------ Records for this task ------

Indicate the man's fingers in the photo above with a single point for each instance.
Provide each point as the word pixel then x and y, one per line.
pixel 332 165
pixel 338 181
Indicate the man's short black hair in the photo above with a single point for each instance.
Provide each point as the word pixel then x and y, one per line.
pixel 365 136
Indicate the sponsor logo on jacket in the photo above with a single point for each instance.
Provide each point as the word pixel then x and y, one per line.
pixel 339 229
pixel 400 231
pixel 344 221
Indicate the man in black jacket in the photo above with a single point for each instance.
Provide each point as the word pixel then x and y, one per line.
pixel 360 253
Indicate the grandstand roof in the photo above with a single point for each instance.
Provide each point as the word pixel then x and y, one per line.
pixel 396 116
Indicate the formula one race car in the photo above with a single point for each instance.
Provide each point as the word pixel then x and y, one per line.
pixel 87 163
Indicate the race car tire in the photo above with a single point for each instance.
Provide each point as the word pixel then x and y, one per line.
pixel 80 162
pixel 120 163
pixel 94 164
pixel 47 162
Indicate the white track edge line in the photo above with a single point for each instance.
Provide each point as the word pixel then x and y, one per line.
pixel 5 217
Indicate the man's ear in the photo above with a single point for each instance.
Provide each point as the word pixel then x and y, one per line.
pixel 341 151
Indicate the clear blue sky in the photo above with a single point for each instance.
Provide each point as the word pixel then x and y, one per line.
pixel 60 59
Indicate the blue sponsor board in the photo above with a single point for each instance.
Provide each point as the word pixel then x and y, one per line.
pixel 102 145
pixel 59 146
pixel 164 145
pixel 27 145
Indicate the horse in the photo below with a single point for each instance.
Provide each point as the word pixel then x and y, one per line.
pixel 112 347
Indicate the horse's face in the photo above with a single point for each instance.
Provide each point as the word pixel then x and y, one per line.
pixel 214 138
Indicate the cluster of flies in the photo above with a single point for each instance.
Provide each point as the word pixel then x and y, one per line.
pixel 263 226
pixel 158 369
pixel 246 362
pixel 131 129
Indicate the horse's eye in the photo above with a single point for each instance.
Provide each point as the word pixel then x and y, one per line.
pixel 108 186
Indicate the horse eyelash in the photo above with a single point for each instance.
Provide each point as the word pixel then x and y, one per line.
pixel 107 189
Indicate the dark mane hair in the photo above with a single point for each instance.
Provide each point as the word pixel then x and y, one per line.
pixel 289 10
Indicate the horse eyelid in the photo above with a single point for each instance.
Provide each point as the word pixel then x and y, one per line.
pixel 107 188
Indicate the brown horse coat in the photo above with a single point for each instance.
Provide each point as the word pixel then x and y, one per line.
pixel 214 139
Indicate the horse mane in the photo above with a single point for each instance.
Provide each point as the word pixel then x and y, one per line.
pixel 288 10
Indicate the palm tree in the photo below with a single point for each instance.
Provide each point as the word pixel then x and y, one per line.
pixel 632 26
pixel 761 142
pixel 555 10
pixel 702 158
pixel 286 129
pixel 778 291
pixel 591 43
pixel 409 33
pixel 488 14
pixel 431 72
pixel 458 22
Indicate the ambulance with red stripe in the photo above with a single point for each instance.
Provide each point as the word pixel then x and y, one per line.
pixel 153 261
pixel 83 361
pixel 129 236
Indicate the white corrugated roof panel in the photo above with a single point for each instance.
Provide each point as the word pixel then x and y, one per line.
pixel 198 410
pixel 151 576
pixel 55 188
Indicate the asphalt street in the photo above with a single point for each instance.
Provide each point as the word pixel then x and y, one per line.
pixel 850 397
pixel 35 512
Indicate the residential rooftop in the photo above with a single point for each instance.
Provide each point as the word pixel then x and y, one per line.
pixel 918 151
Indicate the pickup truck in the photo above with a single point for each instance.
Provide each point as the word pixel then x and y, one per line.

------

### Job
Could you write out the entries above again, replacing "Indicate" with "Mark" everywhere and leaving everything else the same?

### Response
Mark the man's fingers in the photo above with a single point for each instance.
Provide each point as the word pixel then x and y, one per line.
pixel 332 165
pixel 338 181
Mark the man's short black hair in the photo above with a single point for each instance.
Provide each point as the word pixel then x and y, one per line.
pixel 365 136
Mark the sponsor logo on jacket in the photo above with a single point for each instance.
Provide each point as the word pixel then x and y, one per line.
pixel 339 229
pixel 400 231
pixel 344 221
Mark the man in black jacket in the photo above with a single point for each instance.
Provide each point as the word pixel then x and y, one per line.
pixel 360 253
Mark the grandstand roof in the photo above with a single point for each instance.
Provide each point as the word pixel then x and y, one per line.
pixel 396 116
Mark the formula one race car in the photo above with a single point for each instance.
Provide each point as the word pixel then x and y, one per line.
pixel 87 163
Mark the race car tire in the photo above with a single point for each instance.
Provide each point as the word pixel then x and y, one per line.
pixel 80 162
pixel 120 163
pixel 94 164
pixel 47 162
Mark the white track edge line in the photo above with a single point for each instance.
Provide each point as the word pixel then x and y, one per line.
pixel 5 217
Mark the man's ear in the photo above with a single point for each instance.
Provide each point as the word pixel then x and y, one per line.
pixel 341 151
Mark the clear blue sky in the photo above with a single point for each instance.
Provide each point as the word pixel then x and y, one per line.
pixel 60 59
Mark the blue sponsor board in the photo above with a single point for each instance.
Provide each point as the word pixel then x and y, one per line.
pixel 102 145
pixel 59 146
pixel 164 145
pixel 27 145
Mark the horse in the photo below with a single point for each instance.
Provide each point as the word pixel then x and y, one per line.
pixel 112 347
Mark the horse's face in the photo above with a single point for each instance.
Provide each point as the word pixel then x and y, one per line.
pixel 214 138
Mark the cluster of flies in the photo above with a single point for each instance.
Provide each point as the word pixel then x and y, one per line.
pixel 263 226
pixel 158 369
pixel 246 362
pixel 131 129
Mark the horse's eye in the photo above with a single point for each instance.
Provide each point as the word pixel then x and y, one per line.
pixel 108 186
Mark the horse eyelash in the photo above with a single point for each instance.
Provide each point as the word pixel then x and y, one per line.
pixel 107 189
Mark the dark mane hair in the photo above with a single point for each instance.
Provide each point as the word pixel then x and y, one per line.
pixel 289 10
Mark the horse eyelid in the photo above with a single point for each instance.
Provide each point as the word pixel then x and y, one per line.
pixel 107 188
Mark the brown horse coat in the photo above with a single point for each instance.
Provide each point as the word pixel then x and y, one per line.
pixel 214 139
Mark the horse mane in the photo above with a single point for each instance.
Provide each point as the word pixel then x and y, one per line.
pixel 288 10
Mark the palm tree in the photo below with a single point for each instance.
Provide each point as the word pixel then x and y, one per line.
pixel 632 26
pixel 761 142
pixel 555 10
pixel 702 158
pixel 286 129
pixel 778 291
pixel 591 43
pixel 409 33
pixel 488 14
pixel 431 72
pixel 458 22
Mark the ambulance with red stripe in the photo above with a single point for each instance.
Provide each point as the word pixel then x and y, one per line.
pixel 153 261
pixel 83 361
pixel 129 236
Mark the white corrugated roof panel in the photo above with a single point for each instance.
Provide each point as the word pixel then x and y, one per line.
pixel 198 410
pixel 151 576
pixel 55 188
Mark the asphalt street in the photo above with a single point for each instance.
Provide each point as the word pixel then x and y, one per line.
pixel 850 397
pixel 35 512
Mark the residential rooftop in the photo above with a single point for each instance.
Provide each point as the word pixel then x and y, one per line.
pixel 918 151
Mark the pickup truck in the photo above with a single point for each instance.
Provide each point as the word pixel then x and y, one per line.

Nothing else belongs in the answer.